Instructions:
**a.** Copy from the storage reliability text below word for word, starting with "However disk drives" and ending after "trillion per year.".
**b.** In the storage reliability text below, what annualized failure rate is given for consumer-grade drives?
**c.** Extend the storage reliability text below, picking up after its final sentence.

Motivation

Whereas even a few years ago a terabyte was seen as a large amount of data, today individual application can generate petabytes of data per second. The tremendous advances in low-cost, high-capacity magnetic hard disk drives (HDD) and relatively new flash-based solid state drives (SSD) have been among the key factors supporting big data and various computing and storage services that our modern society deeply rely on. Datacenter owners all have mission-critical workloads and need to guarantee quality of service to their customers, which are heavily reliant on their HDD and SSD based storage systems.

However disk drives are reported to be the most commonly replaced hardware components. It has been reported that the annualized failure rate (AFR) of disk drives can reach 15%, with 2-4% common for enterprise-class drives and 8-9% for consumer-grade drives. A modern datacenter usually has tens to hundreds of thousands of disk drives installed. At such a scale, disk failures are common with tens of instances every day, not to mention the larger number of logical failures that make disk drives inaccessible. It is reported that 78% of all hardware replacements were for hard drives in production data centers. Storage downtime and data loss cost enterprises $1.7 trillion per year. 

The objective of this project is to achieve a deep understanding of the real-world storage reliability, and to develop a cost-effective data and storage resource management system for reliability enhancement.

[top]

Our Appaorch

We propose Wizard, a novel architecture that explores disk performance signatures for automated and systematic management of storage resources for reliability assurance targeting production, large-scale storage environments. The development of Wizard is based on a deep and comprehensive characterization of runtime I/O workloads and disk health data collected from several leadership-class production datacenters, available for this project. These datacenters run diverse application workloads (web services, e-commerce, and high performance computation) and have different storage architectures (consumer-grade HDDs, enterprise-class HDDs, SMR HDDs and SSDs). We treat disk health records as first-class data and discover the categories and types of disk failures, quantify disk performance degradation processes with performance signatures, and forecast occurrence time of future failures, by extensively exploring advanced machine learning technologies. In this way, Wizard manages heterogeneous disk devices under diverse storage workloads in a consistent and cost-effective manner.

Recorded information:
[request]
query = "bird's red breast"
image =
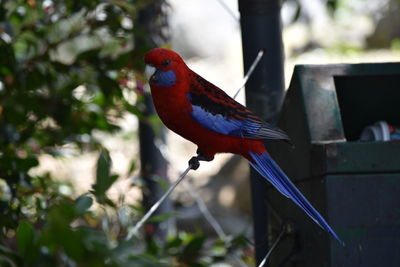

Responses to the tasks:
**a.**
However disk drives are reported to be the most commonly replaced hardware components. It has been reported that the annualized failure rate (AFR) of disk drives can reach 15%, with 2-4% common for enterprise-class drives and 8-9% for consumer-grade drives. A modern datacenter usually has tens to hundreds of thousands of disk drives installed. At such a scale, disk failures are common with tens of instances every day, not to mention the larger number of logical failures that make disk drives inaccessible. It is reported that 78% of all hardware replacements were for hard drives in production data centers. Storage downtime and data loss cost enterprises $1.7 trillion per year.

**b.** 8-9%

**c.**
Moreover, we incorporate proactive disk and data protection as the next natural step in the storage resource management architecture. Compared with reactive data recovery methods through disk rebuilds, proactive approach reduces data loss and recovery overhead by supporting data migration from an unhealthy storage device to a healthy one prior to a disk failure. Thus, the risk of data loss and the overhead of disk rebuilds can be dramatically reduced. In addition to efficient data rescue, we propose a factor-aware resource scheduling approach in Wizard to extend disk lifetime by smartly distributing storage workloads and other resources among disk drives at different health stages. Wizard also provides a set of APIs to allow storage users and developers to customize data protection and disk health control for flexible, reliable storage management.

[top]

Collaboration

  
HGST

MI-OSiRIS


NetEase

[top]

People

[top]

Publication

  • Biao Xu, Zujie Ren, Weisong Shi, Yongjian Ren, Feng Cao and Jiangbin Lin, iGen: A Realistic Request Generator for Cloud File Systems Benchmarking, in Proceedings of IEEE CLOUD 2016, July 27-July 2 , 2016. San Francisco, USA.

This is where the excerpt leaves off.